→ ACTIVITIES:
a: According to the article on Chicago police misconduct complaints, what percentage of the 17,500 complaints were filed by African-Americans?
b: Continue the article on Chicago police misconduct complaints from the point where it stops.

DOCUMENT PASSAGE section start

Chicago PD Misconduct Complaints More Likely to Be Upheld if You are White

Over the past five years police complaints in Chicago have been seven times more likely to be upheld if filed by a Caucasian. Regardless of the fact that African-Americans filed three times the amount of complaints. Of the 17,500 complaints that were filed 61% of them were filed by African-Americans. 21% of the complaints were filed by Caucasians, and 12 percent were filed by Hispanics. The final 7% are complaints that were filed anonymously. Each of these demographics make up approximately a 3rd of the city’s population.

If you look at the number of complaints that have been sustained by the city of Chicago. 25% of them were filed by African-Americans. 58% were filed by Caucasians and the remaining 15% were filed by Hispanics.

Craig Futterman Law professor and Director of the University of Chicago’s Civil Rights and Police Accountability Project feels strongly about the way about the city handles its complaints.

DOCUMENT PASSAGE section end
DATA PROVIDED section start

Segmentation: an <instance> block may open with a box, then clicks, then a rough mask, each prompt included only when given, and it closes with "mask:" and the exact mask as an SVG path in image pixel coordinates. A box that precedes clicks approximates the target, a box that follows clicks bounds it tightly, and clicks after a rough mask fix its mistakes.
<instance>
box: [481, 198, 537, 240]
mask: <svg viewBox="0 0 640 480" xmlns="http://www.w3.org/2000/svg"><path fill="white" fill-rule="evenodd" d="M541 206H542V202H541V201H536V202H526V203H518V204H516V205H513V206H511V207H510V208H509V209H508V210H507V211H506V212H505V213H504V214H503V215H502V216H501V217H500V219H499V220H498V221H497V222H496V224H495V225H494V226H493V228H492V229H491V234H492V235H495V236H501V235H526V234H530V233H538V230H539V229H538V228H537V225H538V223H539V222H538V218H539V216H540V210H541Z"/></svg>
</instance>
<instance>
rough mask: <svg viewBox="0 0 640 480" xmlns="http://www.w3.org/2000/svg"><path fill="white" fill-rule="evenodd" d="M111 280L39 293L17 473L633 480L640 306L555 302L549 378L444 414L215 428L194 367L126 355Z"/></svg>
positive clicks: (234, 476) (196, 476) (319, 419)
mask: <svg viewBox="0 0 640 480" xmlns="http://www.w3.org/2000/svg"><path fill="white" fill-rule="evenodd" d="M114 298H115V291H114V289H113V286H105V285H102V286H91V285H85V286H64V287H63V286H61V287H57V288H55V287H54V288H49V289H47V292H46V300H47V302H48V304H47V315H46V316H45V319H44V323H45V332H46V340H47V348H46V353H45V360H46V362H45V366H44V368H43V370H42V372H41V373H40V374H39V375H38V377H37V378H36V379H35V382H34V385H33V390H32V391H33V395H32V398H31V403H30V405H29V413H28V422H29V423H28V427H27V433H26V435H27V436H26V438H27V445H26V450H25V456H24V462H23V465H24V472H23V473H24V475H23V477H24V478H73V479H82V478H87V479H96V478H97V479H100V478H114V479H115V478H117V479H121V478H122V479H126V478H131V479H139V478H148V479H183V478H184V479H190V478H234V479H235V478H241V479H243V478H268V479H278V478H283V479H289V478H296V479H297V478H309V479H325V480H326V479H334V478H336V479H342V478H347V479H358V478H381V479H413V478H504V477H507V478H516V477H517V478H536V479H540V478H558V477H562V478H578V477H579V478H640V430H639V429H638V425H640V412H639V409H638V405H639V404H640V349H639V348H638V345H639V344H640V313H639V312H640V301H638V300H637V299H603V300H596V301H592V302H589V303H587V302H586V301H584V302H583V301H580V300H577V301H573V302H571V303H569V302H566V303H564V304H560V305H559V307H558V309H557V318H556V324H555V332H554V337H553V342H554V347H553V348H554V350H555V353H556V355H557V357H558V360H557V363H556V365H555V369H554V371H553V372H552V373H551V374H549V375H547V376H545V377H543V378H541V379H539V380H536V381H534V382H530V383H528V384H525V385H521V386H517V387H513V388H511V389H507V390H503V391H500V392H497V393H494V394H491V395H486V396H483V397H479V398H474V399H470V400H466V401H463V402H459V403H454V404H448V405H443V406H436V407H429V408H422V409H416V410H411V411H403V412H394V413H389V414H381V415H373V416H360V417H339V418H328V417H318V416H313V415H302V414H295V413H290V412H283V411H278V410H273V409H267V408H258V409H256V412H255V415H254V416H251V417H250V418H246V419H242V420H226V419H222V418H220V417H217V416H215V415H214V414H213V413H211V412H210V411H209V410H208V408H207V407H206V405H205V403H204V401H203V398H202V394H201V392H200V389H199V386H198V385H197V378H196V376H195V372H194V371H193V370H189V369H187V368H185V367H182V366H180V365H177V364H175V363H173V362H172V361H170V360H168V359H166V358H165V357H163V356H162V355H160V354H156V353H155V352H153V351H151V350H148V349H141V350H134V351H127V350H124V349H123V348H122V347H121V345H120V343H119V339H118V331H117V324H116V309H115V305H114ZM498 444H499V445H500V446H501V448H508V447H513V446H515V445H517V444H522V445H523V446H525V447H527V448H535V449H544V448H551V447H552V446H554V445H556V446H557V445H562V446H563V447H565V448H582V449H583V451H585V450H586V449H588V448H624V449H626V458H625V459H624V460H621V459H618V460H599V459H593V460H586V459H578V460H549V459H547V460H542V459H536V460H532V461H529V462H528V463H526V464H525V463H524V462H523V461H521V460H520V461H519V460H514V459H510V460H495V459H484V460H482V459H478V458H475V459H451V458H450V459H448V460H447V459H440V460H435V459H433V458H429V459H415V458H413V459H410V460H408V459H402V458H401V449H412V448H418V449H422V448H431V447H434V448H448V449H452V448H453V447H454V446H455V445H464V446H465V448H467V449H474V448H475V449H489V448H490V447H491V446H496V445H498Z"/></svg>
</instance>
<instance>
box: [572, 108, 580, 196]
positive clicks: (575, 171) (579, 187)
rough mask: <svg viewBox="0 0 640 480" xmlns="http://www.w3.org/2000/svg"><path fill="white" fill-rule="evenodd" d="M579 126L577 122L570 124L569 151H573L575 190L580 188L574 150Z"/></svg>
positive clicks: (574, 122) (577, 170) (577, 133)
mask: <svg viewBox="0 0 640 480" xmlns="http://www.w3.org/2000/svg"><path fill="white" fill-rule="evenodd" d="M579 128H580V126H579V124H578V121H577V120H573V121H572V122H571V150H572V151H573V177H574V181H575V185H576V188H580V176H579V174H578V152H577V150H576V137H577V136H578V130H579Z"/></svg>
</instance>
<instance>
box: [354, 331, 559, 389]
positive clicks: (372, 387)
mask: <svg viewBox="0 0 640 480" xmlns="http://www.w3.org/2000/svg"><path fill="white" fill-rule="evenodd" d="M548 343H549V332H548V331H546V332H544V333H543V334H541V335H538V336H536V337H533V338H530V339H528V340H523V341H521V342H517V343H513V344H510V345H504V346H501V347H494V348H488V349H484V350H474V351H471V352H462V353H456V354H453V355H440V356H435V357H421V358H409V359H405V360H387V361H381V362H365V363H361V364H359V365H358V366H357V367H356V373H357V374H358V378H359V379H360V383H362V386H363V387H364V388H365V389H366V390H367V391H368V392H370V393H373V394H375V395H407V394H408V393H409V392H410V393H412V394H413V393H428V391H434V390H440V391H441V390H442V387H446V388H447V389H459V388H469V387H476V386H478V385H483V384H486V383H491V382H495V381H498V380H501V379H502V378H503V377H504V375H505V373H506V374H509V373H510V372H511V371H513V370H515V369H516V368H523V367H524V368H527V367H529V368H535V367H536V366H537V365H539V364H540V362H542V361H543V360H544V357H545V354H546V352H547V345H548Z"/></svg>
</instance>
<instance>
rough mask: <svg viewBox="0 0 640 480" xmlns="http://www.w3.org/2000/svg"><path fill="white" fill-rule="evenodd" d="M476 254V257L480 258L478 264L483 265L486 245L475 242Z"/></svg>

DATA PROVIDED section end

→ ANSWERS IN ORDER:
a: 61%

b:
“Race matters, It matters in terms of who is most likely to be victimized by police abuse, it matters in terms of who is most likely to be believed when there is a complaint, and it matters within the Police Department in terms of racial bias.”

The analysis of police complaints is based on the Citizens’ Police Data Project, a website containing misconduct complaint records for more than 8,500 Chicago police officers. The project is under the umbrella of the Invisible Institute, a nonprofit journalism production company, which released the information on Tuesday. A collaboration with the University of Chicago Law School’s Mandel Legal Aid Clinic, where Futterman works, the project is believed to be the most expansive public database of its kind.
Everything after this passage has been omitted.